Could you arrange all of the data below as a Markdown table with the columns "Row" and "Line", giving each line its row number in order and leaving out any blank lines?

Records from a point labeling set
-*-

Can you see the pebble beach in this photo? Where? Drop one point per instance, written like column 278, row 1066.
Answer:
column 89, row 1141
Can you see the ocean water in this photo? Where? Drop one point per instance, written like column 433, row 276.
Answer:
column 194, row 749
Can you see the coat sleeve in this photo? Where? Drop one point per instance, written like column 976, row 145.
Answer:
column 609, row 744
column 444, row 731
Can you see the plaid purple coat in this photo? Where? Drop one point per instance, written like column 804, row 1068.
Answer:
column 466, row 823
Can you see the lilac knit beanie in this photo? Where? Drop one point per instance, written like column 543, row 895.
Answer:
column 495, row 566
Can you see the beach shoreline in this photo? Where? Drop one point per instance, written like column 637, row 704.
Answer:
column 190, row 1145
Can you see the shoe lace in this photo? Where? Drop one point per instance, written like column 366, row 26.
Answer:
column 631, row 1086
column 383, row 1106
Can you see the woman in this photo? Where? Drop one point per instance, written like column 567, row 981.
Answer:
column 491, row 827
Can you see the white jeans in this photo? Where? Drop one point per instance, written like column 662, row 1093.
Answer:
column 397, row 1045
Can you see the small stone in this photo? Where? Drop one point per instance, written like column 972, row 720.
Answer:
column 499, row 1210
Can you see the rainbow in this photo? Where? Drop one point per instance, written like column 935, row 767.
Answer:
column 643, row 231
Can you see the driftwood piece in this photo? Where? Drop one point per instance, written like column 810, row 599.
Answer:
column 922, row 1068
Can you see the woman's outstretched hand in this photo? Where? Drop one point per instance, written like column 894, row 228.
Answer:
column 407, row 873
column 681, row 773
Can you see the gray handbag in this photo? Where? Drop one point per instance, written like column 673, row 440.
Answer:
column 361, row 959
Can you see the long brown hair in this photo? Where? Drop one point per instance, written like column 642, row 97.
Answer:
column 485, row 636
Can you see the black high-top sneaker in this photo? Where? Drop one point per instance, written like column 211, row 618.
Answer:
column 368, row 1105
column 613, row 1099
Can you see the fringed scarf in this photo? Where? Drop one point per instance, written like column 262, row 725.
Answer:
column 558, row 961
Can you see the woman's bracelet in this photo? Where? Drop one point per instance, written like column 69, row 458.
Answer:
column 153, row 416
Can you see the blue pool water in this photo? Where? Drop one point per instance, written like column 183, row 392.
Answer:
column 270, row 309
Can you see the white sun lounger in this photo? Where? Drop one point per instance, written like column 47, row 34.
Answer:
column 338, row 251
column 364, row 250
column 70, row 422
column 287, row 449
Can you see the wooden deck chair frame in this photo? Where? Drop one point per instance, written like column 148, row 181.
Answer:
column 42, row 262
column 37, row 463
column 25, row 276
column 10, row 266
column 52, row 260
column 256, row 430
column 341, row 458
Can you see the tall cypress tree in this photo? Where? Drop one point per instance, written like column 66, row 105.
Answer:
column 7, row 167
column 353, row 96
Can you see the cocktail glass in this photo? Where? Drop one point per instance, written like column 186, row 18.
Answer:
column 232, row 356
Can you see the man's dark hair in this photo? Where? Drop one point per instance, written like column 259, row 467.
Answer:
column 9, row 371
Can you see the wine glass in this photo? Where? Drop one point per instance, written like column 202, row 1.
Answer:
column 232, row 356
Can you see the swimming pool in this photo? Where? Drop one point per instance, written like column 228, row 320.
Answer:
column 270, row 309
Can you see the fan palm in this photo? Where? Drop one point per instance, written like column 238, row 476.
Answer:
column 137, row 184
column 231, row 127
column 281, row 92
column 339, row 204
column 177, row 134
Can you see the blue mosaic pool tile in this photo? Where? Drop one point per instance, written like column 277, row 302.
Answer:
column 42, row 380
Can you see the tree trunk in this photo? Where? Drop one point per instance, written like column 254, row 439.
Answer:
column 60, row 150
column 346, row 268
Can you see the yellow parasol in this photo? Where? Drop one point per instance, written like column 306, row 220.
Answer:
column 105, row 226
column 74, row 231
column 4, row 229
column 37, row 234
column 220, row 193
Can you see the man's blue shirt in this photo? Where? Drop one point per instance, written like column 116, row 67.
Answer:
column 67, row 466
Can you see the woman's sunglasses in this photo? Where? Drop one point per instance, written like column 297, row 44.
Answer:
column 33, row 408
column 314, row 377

-*-

ANSWER TO THE EXERCISE:
| Row | Line |
|---|---|
| 1 | Can you see the pebble beach in this photo? Where? Drop one point per instance, written like column 278, row 1066. |
| 2 | Answer: |
| 3 | column 89, row 1141 |
| 4 | Can you see the ocean water in this photo? Where? Drop one point per instance, written like column 433, row 276. |
| 5 | Answer: |
| 6 | column 194, row 749 |
| 7 | Can you see the coat sleeve in this photo? Where? Drop one point per instance, written like column 976, row 145. |
| 8 | Answer: |
| 9 | column 609, row 744 |
| 10 | column 444, row 731 |
| 11 | Can you see the plaid purple coat in this photo? Where? Drop one point per instance, written like column 804, row 1068. |
| 12 | Answer: |
| 13 | column 466, row 823 |
| 14 | Can you see the lilac knit beanie in this photo? Where? Drop one point per instance, written like column 543, row 895. |
| 15 | Answer: |
| 16 | column 495, row 566 |
| 17 | Can you see the beach shoreline in this photo? Where? Drop one point per instance, written like column 637, row 704. |
| 18 | Answer: |
| 19 | column 190, row 1145 |
| 20 | Can you see the shoe lace in this photo? Where? Drop one point per instance, written like column 366, row 26. |
| 21 | Answer: |
| 22 | column 631, row 1086 |
| 23 | column 383, row 1106 |
| 24 | Can you see the woman in this photo? Where? Drop one point per instance, written like column 567, row 981. |
| 25 | Answer: |
| 26 | column 491, row 827 |
| 27 | Can you see the white jeans in this photo? Where? Drop one point per instance, written like column 662, row 1093. |
| 28 | Answer: |
| 29 | column 397, row 1045 |
| 30 | Can you see the small stone in this photo? Where? Drop one point per instance, written like column 972, row 720. |
| 31 | Answer: |
| 32 | column 499, row 1210 |
| 33 | Can you see the rainbow in this photo? Where? Drop one point per instance, written like column 935, row 767. |
| 34 | Answer: |
| 35 | column 643, row 231 |
| 36 | Can you see the driftwood piece in this photo? Where? Drop one point per instance, written like column 810, row 599. |
| 37 | Answer: |
| 38 | column 922, row 1068 |
| 39 | Can you see the woman's outstretched hand in this photo? Where? Drop one point per instance, written like column 894, row 228. |
| 40 | Answer: |
| 41 | column 407, row 873 |
| 42 | column 681, row 773 |
| 43 | Can you see the gray handbag in this photo? Where? Drop one point per instance, written like column 673, row 440. |
| 44 | Answer: |
| 45 | column 361, row 959 |
| 46 | Can you see the long brown hair in this photo? Where? Drop one point per instance, written like column 642, row 97. |
| 47 | Answer: |
| 48 | column 485, row 636 |
| 49 | Can you see the black high-top sneaker in this photo? Where? Drop one point per instance, written like column 211, row 618. |
| 50 | Answer: |
| 51 | column 368, row 1105 |
| 52 | column 613, row 1099 |
| 53 | Can you see the fringed scarf in this photo? Where? Drop one point per instance, written like column 262, row 725. |
| 54 | Answer: |
| 55 | column 558, row 961 |
| 56 | Can you see the woman's bracelet in this photo? Where? Drop one point per instance, written like column 69, row 458. |
| 57 | Answer: |
| 58 | column 153, row 416 |
| 59 | Can you see the blue pool water in this photo? Where? Drop one point per instance, written like column 183, row 392. |
| 60 | Answer: |
| 61 | column 270, row 309 |
| 62 | Can you see the white sun lounger in this photo? Where? Drop one point per instance, written like column 47, row 34. |
| 63 | Answer: |
| 64 | column 338, row 251 |
| 65 | column 364, row 250 |
| 66 | column 70, row 422 |
| 67 | column 287, row 449 |
| 68 | Can you see the wooden deck chair frame in this photo? Where? Drop one point per instance, written like column 148, row 181. |
| 69 | Answer: |
| 70 | column 42, row 262 |
| 71 | column 37, row 463 |
| 72 | column 25, row 276 |
| 73 | column 10, row 266 |
| 74 | column 52, row 260 |
| 75 | column 256, row 430 |
| 76 | column 341, row 458 |
| 77 | Can you see the tall cypress tree in this photo? Where? Drop one point per instance, written like column 66, row 105. |
| 78 | Answer: |
| 79 | column 7, row 167 |
| 80 | column 353, row 96 |
| 81 | Can you see the cocktail glass in this photo? Where? Drop one point per instance, written like column 186, row 18. |
| 82 | Answer: |
| 83 | column 232, row 356 |
| 84 | Can you see the man's dark hair in this photo? Where? Drop one point per instance, written like column 259, row 467. |
| 85 | Answer: |
| 86 | column 9, row 371 |
| 87 | Can you see the wine glass in this photo? Where? Drop one point per instance, written like column 202, row 1. |
| 88 | Answer: |
| 89 | column 232, row 356 |
| 90 | Can you see the swimming pool in this photo? Where? Drop one point per instance, written like column 228, row 320. |
| 91 | Answer: |
| 92 | column 270, row 309 |
| 93 | Can you see the fan palm in this photo? Where? Drop one point per instance, written like column 238, row 476. |
| 94 | Answer: |
| 95 | column 137, row 184 |
| 96 | column 231, row 127 |
| 97 | column 281, row 92 |
| 98 | column 339, row 204 |
| 99 | column 177, row 134 |
| 100 | Can you see the blue mosaic pool tile in this photo? Where? Drop one point per instance, written like column 277, row 302. |
| 101 | Answer: |
| 102 | column 42, row 380 |
| 103 | Can you see the tree trunk in this photo? Where? Drop one point per instance, written like column 254, row 439. |
| 104 | Answer: |
| 105 | column 60, row 150 |
| 106 | column 346, row 268 |
| 107 | Can you see the yellow parasol in this photo? Where? Drop one point per instance, written like column 306, row 220. |
| 108 | Answer: |
| 109 | column 105, row 226 |
| 110 | column 74, row 231 |
| 111 | column 4, row 229 |
| 112 | column 37, row 234 |
| 113 | column 220, row 193 |
| 114 | Can you see the man's blue shirt in this photo? Where? Drop one point per instance, written like column 116, row 67. |
| 115 | Answer: |
| 116 | column 67, row 466 |
| 117 | Can you see the woman's sunglasses in this photo? Where? Drop one point per instance, written like column 297, row 44. |
| 118 | Answer: |
| 119 | column 33, row 408 |
| 120 | column 314, row 377 |